_Description of the task_:
Every line in the data below that includes "green" belongs in the answer, copied as it stands.
=-=-=
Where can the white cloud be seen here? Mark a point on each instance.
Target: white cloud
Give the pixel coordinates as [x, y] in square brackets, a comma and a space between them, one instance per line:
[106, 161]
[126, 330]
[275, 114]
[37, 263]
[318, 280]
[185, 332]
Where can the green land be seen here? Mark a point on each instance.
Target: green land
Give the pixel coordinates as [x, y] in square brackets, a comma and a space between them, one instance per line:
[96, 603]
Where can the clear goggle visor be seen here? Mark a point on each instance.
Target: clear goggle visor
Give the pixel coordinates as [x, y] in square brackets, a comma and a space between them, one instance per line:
=-=-=
_Solution_:
Where can the green land be seen here? Mark a point on each instance.
Target: green land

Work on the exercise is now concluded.